• Text section:
In order to analyze whether importing countries’ DED level has a robust influence on China’s export trade efficiency and trade uncertainty in different time intervals, the samples are divided into four groups in different time intervals for regression, and the results are shown in Columns (3) ~ (6) of Table 3. Specifically, Column (3) is from 2007 to 2010, with an interval of 4 years; Column (4) is from 2008 to 2013, with an interval of 6 years; Column (5) is from 2009 to 2015, with an interval of 7 years; and Column (6) is from 2012 to 2015, which is mainly intended for analyzing the robustness in the recent 4 years. On the whole, in different time intervals, the influence of importing countries’ DED on China’s export trade efficiency and trade uncertainty is relatively robust.

5.3.2 Regression of Alternative Variable

DED is inseparable from the application of Internet. According to Metcalfe’s law, the value of a network is equal to the square of its number of nodes. Therefore, the proportion of Internet users in the total population of the importing country ituse is used as an alternative variable to measure the DED level of the importing country. The data comes from the World Bank, and the estimation results are shown in Column (7) of Table 3. It can be seen that an increase in the proportion of Internet users in the importing country can significantly reduce the loss of trade efficiency and increase the uncertainty of trade. Therefore, the regression results obtained by using alternative variable are still robust.

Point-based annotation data
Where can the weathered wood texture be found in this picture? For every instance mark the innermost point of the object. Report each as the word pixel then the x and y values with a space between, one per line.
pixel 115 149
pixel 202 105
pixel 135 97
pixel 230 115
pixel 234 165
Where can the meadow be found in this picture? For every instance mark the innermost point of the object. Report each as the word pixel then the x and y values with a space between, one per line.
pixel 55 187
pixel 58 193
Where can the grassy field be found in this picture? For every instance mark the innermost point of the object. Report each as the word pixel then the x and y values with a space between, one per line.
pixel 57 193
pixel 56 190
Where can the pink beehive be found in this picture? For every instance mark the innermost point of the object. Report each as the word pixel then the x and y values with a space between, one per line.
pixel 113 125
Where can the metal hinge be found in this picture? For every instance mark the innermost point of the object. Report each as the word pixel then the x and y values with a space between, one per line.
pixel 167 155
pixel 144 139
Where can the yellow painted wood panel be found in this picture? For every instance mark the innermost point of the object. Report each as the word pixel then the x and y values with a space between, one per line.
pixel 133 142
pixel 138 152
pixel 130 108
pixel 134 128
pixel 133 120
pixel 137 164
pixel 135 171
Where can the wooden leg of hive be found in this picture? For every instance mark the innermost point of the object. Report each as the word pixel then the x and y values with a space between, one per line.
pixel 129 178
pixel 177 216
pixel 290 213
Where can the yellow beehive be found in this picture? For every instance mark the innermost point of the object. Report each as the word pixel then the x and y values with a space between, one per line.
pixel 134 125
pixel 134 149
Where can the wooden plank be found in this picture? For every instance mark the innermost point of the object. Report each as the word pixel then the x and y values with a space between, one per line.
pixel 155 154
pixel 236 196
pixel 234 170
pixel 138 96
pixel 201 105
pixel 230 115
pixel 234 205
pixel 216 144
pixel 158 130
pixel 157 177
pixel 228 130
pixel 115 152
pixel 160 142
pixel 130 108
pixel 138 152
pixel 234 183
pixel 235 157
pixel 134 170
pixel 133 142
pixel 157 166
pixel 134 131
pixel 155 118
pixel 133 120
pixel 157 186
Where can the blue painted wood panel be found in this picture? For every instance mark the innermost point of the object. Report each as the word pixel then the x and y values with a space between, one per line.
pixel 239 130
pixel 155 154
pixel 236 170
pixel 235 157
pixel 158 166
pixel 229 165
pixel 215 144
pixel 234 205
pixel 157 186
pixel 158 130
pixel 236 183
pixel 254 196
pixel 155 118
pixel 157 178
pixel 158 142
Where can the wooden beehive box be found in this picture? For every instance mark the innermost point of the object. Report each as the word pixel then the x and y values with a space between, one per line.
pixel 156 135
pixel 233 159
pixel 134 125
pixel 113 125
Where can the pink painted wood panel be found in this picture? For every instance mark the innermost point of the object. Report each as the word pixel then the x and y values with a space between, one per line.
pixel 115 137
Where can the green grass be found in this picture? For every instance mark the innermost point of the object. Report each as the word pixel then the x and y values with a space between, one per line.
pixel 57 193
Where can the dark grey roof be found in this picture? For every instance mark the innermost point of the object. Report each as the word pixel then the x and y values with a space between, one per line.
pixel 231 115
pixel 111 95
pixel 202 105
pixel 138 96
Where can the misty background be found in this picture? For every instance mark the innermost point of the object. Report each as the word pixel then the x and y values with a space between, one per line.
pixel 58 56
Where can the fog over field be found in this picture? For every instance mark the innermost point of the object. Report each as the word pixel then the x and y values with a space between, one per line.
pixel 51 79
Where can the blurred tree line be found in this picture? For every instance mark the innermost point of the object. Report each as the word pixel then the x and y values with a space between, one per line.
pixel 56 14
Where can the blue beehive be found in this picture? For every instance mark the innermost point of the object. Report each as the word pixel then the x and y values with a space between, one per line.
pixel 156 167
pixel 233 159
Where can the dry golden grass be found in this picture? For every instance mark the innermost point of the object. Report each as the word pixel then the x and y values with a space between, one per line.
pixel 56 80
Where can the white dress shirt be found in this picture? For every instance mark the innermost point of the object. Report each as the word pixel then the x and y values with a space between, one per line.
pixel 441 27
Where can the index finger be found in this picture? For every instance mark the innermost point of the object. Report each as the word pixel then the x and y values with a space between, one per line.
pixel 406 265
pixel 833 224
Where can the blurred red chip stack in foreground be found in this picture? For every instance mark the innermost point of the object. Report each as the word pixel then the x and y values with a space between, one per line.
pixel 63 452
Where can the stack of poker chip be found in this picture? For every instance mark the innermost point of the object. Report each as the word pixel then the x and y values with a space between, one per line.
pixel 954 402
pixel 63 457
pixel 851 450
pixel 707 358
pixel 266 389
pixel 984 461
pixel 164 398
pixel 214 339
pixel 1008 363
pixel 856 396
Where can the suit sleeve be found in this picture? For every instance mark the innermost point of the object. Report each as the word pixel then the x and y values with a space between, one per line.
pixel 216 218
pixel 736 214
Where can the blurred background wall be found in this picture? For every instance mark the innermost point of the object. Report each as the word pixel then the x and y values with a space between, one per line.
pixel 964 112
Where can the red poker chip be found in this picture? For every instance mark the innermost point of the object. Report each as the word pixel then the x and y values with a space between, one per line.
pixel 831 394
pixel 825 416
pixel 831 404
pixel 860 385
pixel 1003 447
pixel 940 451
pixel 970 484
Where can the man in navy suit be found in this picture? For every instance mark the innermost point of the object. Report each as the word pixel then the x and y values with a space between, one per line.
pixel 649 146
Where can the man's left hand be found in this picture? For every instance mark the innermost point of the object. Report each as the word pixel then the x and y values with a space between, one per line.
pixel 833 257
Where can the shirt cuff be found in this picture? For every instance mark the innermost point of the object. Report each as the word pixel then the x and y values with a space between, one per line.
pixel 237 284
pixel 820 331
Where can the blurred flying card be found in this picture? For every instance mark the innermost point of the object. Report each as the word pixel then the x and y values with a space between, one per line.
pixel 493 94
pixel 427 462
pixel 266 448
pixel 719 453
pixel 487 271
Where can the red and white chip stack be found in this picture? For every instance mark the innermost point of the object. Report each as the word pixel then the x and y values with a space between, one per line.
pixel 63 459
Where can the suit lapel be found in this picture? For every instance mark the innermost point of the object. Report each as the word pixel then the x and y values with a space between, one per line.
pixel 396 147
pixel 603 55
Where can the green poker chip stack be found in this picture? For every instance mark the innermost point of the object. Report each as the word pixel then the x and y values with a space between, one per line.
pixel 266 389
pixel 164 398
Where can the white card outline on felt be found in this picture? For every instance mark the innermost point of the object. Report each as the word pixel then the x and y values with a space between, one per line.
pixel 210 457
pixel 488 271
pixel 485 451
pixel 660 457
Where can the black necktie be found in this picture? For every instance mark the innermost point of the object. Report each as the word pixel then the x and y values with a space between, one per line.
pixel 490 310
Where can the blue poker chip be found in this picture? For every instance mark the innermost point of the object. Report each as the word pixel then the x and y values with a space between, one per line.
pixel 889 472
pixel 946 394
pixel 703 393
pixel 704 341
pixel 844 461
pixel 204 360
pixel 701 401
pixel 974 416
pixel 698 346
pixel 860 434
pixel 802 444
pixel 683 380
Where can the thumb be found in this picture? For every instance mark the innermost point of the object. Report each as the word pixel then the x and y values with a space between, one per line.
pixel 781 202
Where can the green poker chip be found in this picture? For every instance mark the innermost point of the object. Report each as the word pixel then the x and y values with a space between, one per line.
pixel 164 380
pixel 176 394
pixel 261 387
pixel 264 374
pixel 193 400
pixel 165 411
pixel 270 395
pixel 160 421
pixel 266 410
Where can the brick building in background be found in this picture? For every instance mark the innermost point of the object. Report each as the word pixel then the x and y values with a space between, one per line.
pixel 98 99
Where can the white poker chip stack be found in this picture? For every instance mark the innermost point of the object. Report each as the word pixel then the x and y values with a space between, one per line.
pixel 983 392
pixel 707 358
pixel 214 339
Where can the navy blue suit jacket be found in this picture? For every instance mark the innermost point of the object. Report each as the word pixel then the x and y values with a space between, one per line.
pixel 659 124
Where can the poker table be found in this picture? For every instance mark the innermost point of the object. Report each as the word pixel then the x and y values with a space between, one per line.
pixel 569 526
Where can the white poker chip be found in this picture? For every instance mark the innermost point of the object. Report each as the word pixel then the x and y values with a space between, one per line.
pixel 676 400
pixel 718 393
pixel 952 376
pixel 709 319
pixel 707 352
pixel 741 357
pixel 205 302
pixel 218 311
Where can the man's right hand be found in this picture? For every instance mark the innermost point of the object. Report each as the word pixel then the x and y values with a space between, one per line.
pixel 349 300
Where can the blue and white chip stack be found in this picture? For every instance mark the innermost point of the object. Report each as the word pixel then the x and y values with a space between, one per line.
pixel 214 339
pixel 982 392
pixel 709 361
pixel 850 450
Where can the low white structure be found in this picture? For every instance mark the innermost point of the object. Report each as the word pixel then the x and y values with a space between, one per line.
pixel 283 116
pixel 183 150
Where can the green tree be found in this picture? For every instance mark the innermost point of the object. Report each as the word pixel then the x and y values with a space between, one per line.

• Task list:
A – Print the text on robustness tests from "5.3.2 Regression of" up to and including "are still robust.".
B – Translate this sentence from the text on robustness tests into French: "According to Metcalfe’s law, the value of a network is equal to the square of its number of nodes."

• Solutions:
A –
5.3.2 Regression of Alternative Variable

DED is inseparable from the application of Internet. According to Metcalfe’s law, the value of a network is equal to the square of its number of nodes. Therefore, the proportion of Internet users in the total population of the importing country ituse is used as an alternative variable to measure the DED level of the importing country. The data comes from the World Bank, and the estimation results are shown in Column (7) of Table 3. It can be seen that an increase in the proportion of Internet users in the importing country can significantly reduce the loss of trade efficiency and increase the uncertainty of trade. Therefore, the regression results obtained by using alternative variable are still robust.

B – Selon la loi de Metcalfe, la valeur d'un réseau est égale au carré de son nombre de nœuds.